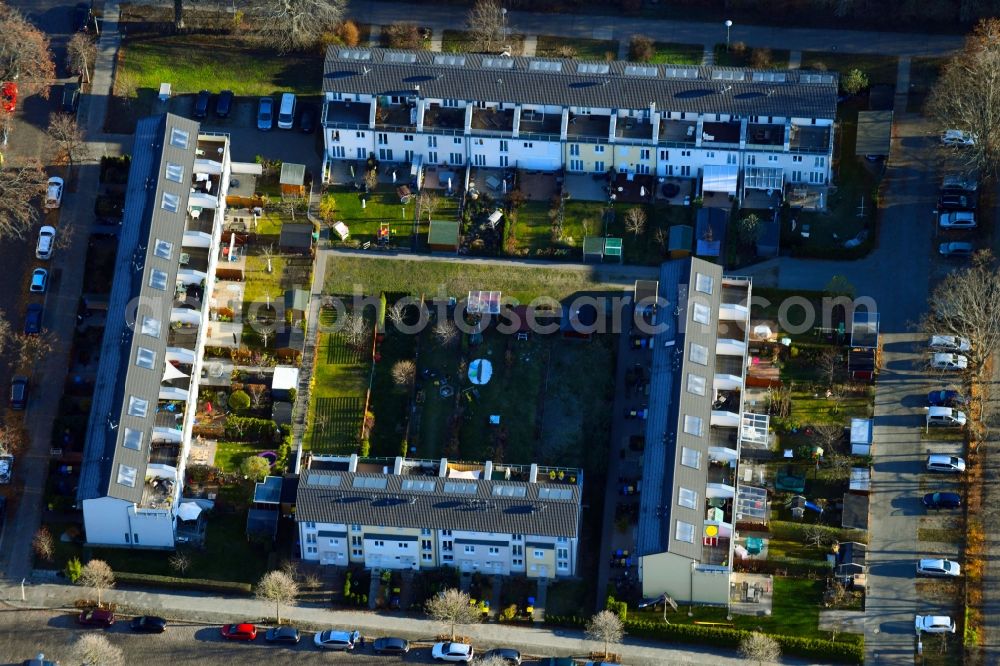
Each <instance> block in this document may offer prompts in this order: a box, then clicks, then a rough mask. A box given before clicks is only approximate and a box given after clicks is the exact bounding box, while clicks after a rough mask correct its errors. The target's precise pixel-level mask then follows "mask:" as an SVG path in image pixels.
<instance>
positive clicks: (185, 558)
mask: <svg viewBox="0 0 1000 666" xmlns="http://www.w3.org/2000/svg"><path fill="white" fill-rule="evenodd" d="M167 564H169V565H170V568H171V569H173V570H174V571H176V572H177V573H179V574H180V575H182V576H183V575H184V574H186V573H187V570H188V569H190V568H191V557H190V556H189V555H188V554H187V553H185V552H184V551H183V550H178V551H177V552H175V553H174V554H173V555H171V556H170V559H169V560H168V561H167Z"/></svg>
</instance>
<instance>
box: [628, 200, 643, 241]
mask: <svg viewBox="0 0 1000 666" xmlns="http://www.w3.org/2000/svg"><path fill="white" fill-rule="evenodd" d="M625 230H626V231H628V232H629V233H631V234H633V235H635V236H641V235H642V234H644V233H645V232H646V211H644V210H643V209H642V208H640V207H639V206H635V207H633V208H629V209H628V211H627V212H626V213H625Z"/></svg>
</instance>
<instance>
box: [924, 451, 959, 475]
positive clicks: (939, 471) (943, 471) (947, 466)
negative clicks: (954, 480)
mask: <svg viewBox="0 0 1000 666" xmlns="http://www.w3.org/2000/svg"><path fill="white" fill-rule="evenodd" d="M927 471H928V472H950V473H960V472H964V471H965V461H964V460H962V459H961V458H959V457H958V456H948V455H944V454H941V453H932V454H931V455H929V456H927Z"/></svg>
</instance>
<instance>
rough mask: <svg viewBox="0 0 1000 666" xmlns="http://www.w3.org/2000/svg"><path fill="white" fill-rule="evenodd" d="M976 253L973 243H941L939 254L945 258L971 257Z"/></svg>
mask: <svg viewBox="0 0 1000 666" xmlns="http://www.w3.org/2000/svg"><path fill="white" fill-rule="evenodd" d="M975 251H976V249H975V248H974V247H973V246H972V243H941V244H940V245H939V246H938V253H939V254H940V255H941V256H943V257H955V258H960V257H970V256H972V253H973V252H975Z"/></svg>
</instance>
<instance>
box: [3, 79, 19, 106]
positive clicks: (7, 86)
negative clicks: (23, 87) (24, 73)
mask: <svg viewBox="0 0 1000 666" xmlns="http://www.w3.org/2000/svg"><path fill="white" fill-rule="evenodd" d="M0 97H2V98H3V100H2V101H3V110H4V111H6V112H7V113H14V108H15V107H16V106H17V84H16V83H14V82H13V81H7V82H6V83H4V84H3V85H2V86H0Z"/></svg>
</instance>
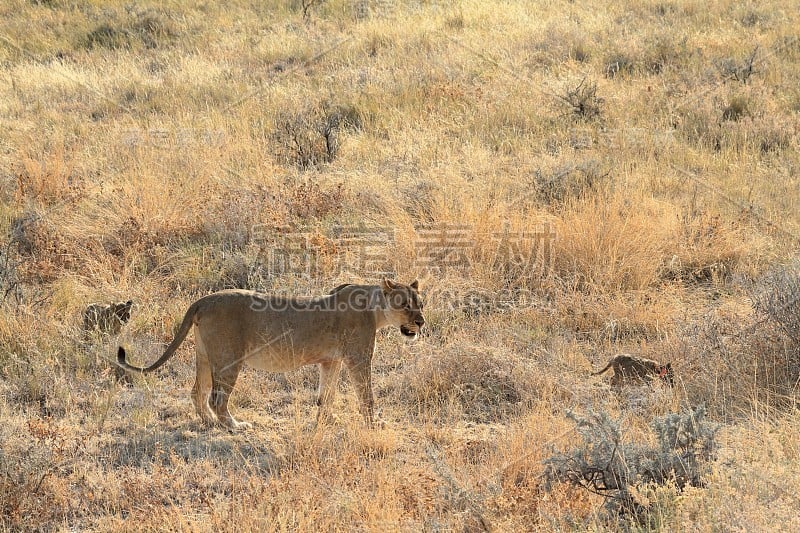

——

**Work item**
The records above must be printed exactly, but the pictures they hold should be omitted.

**Response**
Each <instance> block in this document may offer prompts in this order: a box, then clicks, then a rough mask. A box given before clicks is only approximate and a box given after clicks is the exact bounding box, while clicks after a rough mask correct its errors. The target's precise pixel-level mask then follows "mask:" as an SVG path in image pixels.
<instance>
positive clicks: (185, 558)
mask: <svg viewBox="0 0 1000 666" xmlns="http://www.w3.org/2000/svg"><path fill="white" fill-rule="evenodd" d="M167 564H169V565H170V568H171V569H173V570H174V571H176V572H177V573H179V574H180V575H182V576H183V575H184V574H186V573H187V570H188V569H190V568H191V557H190V556H189V555H188V554H187V553H185V552H184V551H183V550H178V551H177V552H175V553H174V554H173V555H171V556H170V559H169V560H168V561H167Z"/></svg>
</instance>
<instance>
box: [628, 200, 643, 241]
mask: <svg viewBox="0 0 1000 666" xmlns="http://www.w3.org/2000/svg"><path fill="white" fill-rule="evenodd" d="M625 230H626V231H628V232H629V233H631V234H633V235H635V236H641V235H642V234H644V233H645V232H646V211H644V210H643V209H642V208H640V207H639V206H635V207H633V208H629V209H628V211H627V212H626V213H625Z"/></svg>
</instance>
<instance>
box: [924, 451, 959, 475]
positive clicks: (939, 471) (943, 471) (947, 466)
negative clicks: (954, 480)
mask: <svg viewBox="0 0 1000 666" xmlns="http://www.w3.org/2000/svg"><path fill="white" fill-rule="evenodd" d="M927 471H928V472H950V473H960V472H964V471H965V461H964V460H962V459H961V458H959V457H958V456H948V455H944V454H941V453H932V454H931V455H929V456H927Z"/></svg>
</instance>
<instance>
rough mask: <svg viewBox="0 0 1000 666" xmlns="http://www.w3.org/2000/svg"><path fill="white" fill-rule="evenodd" d="M976 253L973 243H941L939 254L945 258L971 257Z"/></svg>
mask: <svg viewBox="0 0 1000 666" xmlns="http://www.w3.org/2000/svg"><path fill="white" fill-rule="evenodd" d="M975 251H976V249H975V248H974V247H973V246H972V243H941V244H940V245H939V246H938V253H939V254H940V255H941V256H943V257H955V258H960V257H970V256H972V253H973V252H975Z"/></svg>
</instance>
<instance>
box: [3, 79, 19, 106]
positive clicks: (7, 86)
negative clicks: (23, 87) (24, 73)
mask: <svg viewBox="0 0 1000 666" xmlns="http://www.w3.org/2000/svg"><path fill="white" fill-rule="evenodd" d="M0 97H2V98H3V100H2V101H3V110H4V111H6V112H7V113H14V108H15V107H16V106H17V84H16V83H14V82H13V81H7V82H6V83H4V84H3V85H2V86H0Z"/></svg>
</instance>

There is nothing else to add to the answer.